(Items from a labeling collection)

□ □ □ □ □

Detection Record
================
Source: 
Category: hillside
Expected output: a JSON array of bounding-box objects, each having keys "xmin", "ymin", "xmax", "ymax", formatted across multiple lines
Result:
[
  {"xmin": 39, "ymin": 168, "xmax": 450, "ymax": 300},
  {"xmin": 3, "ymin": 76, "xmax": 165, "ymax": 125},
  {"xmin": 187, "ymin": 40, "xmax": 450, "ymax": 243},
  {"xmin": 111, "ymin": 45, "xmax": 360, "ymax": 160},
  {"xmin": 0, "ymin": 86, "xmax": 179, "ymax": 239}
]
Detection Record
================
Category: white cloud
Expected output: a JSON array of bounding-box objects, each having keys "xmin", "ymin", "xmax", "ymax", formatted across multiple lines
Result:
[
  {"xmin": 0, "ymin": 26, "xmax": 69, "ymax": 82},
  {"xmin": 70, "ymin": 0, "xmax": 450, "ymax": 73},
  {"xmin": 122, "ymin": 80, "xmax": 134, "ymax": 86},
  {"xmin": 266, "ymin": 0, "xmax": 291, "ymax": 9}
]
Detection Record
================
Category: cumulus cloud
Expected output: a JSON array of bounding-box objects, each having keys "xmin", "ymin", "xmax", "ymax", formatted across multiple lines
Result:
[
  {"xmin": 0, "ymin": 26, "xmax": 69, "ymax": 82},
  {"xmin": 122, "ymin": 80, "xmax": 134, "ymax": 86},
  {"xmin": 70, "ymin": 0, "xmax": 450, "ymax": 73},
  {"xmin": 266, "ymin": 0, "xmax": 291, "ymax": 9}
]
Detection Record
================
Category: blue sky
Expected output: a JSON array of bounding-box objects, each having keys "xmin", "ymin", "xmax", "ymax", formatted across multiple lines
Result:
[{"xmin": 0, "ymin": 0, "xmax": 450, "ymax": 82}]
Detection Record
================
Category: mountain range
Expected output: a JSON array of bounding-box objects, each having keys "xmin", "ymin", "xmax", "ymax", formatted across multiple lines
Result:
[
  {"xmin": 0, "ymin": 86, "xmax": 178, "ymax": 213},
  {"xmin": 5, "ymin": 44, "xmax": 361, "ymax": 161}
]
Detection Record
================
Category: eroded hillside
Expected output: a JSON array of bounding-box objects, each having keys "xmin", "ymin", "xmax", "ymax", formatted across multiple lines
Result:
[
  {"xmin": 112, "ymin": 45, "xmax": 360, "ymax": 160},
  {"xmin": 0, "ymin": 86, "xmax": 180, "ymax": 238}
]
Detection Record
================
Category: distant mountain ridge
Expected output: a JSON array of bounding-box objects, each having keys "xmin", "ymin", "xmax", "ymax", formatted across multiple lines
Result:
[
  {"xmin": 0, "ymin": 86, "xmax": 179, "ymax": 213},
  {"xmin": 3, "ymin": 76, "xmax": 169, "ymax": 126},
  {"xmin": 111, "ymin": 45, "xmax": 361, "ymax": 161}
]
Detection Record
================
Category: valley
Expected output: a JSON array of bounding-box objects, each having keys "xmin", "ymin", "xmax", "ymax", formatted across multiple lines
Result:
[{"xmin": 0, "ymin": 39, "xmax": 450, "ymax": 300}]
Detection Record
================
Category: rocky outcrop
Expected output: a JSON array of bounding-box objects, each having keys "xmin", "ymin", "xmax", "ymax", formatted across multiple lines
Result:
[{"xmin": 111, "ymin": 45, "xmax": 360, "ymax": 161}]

□ □ □ □ □

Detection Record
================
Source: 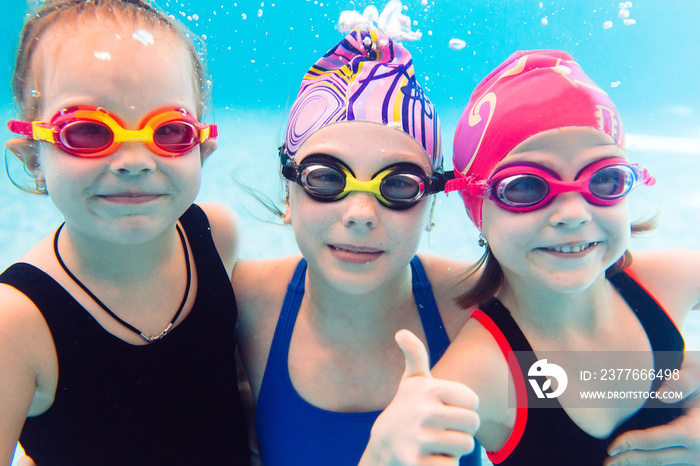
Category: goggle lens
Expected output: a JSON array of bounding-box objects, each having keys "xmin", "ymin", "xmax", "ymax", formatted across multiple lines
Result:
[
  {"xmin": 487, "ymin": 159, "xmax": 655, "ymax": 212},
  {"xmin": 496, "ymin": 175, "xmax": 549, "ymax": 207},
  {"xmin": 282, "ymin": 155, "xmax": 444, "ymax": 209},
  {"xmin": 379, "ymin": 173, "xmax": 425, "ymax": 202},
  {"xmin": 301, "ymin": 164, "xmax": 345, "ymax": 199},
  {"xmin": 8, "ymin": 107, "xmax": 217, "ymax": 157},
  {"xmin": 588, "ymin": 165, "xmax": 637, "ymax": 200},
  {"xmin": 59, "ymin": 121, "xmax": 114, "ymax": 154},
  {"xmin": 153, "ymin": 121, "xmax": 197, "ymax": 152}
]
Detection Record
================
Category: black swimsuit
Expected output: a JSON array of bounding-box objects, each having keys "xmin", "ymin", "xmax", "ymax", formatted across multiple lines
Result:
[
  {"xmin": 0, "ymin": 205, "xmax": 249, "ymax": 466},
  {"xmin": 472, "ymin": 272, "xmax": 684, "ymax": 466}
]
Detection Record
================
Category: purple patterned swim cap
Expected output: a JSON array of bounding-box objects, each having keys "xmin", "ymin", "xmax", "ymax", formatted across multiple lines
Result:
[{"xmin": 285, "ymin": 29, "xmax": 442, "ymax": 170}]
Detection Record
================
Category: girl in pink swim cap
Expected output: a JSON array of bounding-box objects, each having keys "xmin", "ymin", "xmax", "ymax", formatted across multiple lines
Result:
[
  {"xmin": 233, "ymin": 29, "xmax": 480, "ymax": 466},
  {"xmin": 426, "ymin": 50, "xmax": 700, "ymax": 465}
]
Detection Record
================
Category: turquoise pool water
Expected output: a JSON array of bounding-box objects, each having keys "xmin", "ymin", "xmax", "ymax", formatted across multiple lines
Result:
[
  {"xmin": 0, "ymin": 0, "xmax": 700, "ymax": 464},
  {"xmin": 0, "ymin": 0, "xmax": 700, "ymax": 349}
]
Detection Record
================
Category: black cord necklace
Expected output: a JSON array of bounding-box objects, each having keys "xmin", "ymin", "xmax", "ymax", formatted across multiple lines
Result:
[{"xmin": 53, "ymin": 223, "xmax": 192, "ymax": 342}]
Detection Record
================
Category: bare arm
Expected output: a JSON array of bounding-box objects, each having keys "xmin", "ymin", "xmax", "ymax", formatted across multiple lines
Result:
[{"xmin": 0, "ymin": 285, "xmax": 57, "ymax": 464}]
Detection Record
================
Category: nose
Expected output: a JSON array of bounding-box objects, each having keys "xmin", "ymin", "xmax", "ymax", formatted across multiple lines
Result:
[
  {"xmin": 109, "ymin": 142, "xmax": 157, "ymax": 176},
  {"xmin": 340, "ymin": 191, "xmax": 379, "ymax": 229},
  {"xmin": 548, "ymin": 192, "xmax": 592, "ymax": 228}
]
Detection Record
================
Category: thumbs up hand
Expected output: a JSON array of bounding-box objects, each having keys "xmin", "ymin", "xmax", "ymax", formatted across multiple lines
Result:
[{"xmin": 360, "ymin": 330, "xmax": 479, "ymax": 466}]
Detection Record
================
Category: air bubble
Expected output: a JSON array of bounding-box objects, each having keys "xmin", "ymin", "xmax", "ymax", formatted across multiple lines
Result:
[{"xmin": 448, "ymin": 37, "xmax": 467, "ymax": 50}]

□ □ □ □ □

#### [Written problem]
State how many lines of the items above contain the string "mountain", with case counting. Give only the number.

#### [Answer to this problem]
2